[Task description] Reproduce all entries verbatim, with nothing added or dropped.

Entries from a point annotation set
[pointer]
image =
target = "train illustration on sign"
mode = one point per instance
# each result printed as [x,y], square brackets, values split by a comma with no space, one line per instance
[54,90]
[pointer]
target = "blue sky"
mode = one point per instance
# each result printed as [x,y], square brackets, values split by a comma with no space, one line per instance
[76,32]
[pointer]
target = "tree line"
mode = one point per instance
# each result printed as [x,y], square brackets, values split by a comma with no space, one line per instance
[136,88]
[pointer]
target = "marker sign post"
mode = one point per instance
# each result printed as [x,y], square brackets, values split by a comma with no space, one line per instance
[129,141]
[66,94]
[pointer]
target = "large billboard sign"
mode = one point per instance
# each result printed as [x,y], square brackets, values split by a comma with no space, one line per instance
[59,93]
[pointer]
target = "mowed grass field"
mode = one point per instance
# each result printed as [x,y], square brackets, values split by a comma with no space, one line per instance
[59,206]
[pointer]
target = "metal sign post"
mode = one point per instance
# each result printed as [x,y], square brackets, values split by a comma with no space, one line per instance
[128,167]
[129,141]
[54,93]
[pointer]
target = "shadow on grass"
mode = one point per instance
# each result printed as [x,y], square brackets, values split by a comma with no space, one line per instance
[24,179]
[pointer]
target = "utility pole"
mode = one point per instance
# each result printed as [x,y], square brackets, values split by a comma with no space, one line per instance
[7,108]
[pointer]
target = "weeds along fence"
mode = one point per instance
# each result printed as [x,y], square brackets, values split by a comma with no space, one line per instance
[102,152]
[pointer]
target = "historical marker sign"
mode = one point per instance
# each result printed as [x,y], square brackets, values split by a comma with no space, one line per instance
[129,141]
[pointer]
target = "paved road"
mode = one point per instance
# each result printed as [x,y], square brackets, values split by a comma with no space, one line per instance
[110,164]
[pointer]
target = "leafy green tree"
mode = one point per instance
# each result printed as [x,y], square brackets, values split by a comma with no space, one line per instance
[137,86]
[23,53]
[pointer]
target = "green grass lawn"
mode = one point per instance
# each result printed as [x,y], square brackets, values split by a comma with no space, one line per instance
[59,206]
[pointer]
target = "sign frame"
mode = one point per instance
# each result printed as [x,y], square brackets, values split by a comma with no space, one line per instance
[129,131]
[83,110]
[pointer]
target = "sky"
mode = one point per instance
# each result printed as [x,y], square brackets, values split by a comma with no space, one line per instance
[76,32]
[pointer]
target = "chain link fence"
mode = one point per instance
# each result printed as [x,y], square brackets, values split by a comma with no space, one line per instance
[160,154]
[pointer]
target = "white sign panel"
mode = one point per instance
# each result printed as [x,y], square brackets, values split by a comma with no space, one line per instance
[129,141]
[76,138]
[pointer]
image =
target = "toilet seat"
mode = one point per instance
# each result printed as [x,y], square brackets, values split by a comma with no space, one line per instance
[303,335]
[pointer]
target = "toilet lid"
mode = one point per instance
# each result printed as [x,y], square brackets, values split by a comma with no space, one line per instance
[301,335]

[Written response]
[pointer]
image =
target = "train illustration on sign"
mode = one point per instance
# each result printed as [x,y], square brackets, values split by a comma with no space, one line per instance
[54,90]
[pointer]
target = "blue sky"
mode = one point per instance
# each result printed as [x,y], square brackets, values split by a comma with no space, one line per instance
[76,32]
[pointer]
target = "tree line"
mode = one point per instance
# each result printed as [x,y], square brackets, values split by a comma with no space, one line per instance
[136,88]
[pointer]
target = "marker sign post"
mode = one point per instance
# each result printed as [x,y], square brackets, values split by a comma with no space, one line per instance
[129,141]
[66,94]
[pointer]
target = "large billboard sign"
mode = one point per instance
# each result printed as [x,y], square brackets, values split by a comma with no space, one line per instance
[59,93]
[pointer]
target = "mowed grass field"
mode = one point per instance
# each result printed as [x,y], square brackets, values split by a comma with no space, one line per instance
[59,206]
[pointer]
target = "metal sign post"
mode = one point per instance
# each result printed as [x,y], square brackets, values split by a comma with no space, one line per instance
[128,167]
[129,141]
[54,93]
[pointer]
target = "shadow on grass"
mode = one point per instance
# each result printed as [x,y], square brackets, values split by a comma with no space, one line per instance
[24,179]
[pointer]
target = "utility pole"
mode = one point per instance
# each result printed as [x,y], square brackets, values split by a comma with no space, one line per instance
[7,108]
[pointer]
target = "weeds along fence"
mode = one point per instance
# each result printed as [x,y], square brackets, values split by a comma with no space, one line per instance
[102,152]
[pointer]
target = "historical marker sign"
mode = one point per instance
# each result printed as [x,y], square brackets, values split by a comma with no space, one line per instance
[129,141]
[pointer]
target = "paved road"
mode = one point per instance
# each result printed as [x,y], square brackets, values split by a comma with no space, one line per instance
[110,164]
[pointer]
target = "leafy green tree"
mode = one point per instance
# each result printed as [x,y], square brackets, values split by a comma with no space, one line per instance
[137,86]
[23,53]
[pointer]
target = "green grass lawn"
mode = one point per instance
# each result printed as [x,y], square brackets, values split by a comma with no space, one line per instance
[59,206]
[pointer]
target = "sign frame"
mode = one point per instance
# each result printed as [x,y], square brackets, values split by a comma with no space, one line per instance
[129,131]
[83,110]
[pointer]
target = "sky"
mode = one point per instance
# each result printed as [x,y], square brackets, values split by a comma with no space, one line per instance
[76,32]
[pointer]
target = "chain link fence"
mode = one point per instance
# each result printed as [x,y], square brackets, values split by a comma with no space, one line per instance
[160,154]
[pointer]
target = "white sign panel"
mode = one point per instance
# each result printed as [x,y], square brackets, values split by a comma with no space, one line per instance
[129,141]
[76,138]
[pointer]
image =
target = "toilet seat"
mode = one point per instance
# each result printed as [x,y], square brackets, values split by a comma with no space, one line per instance
[303,335]
[pointer]
target = "toilet lid"
mode = one point per instance
# each result printed as [x,y], square brackets, values split by a comma with no space, one line per instance
[301,335]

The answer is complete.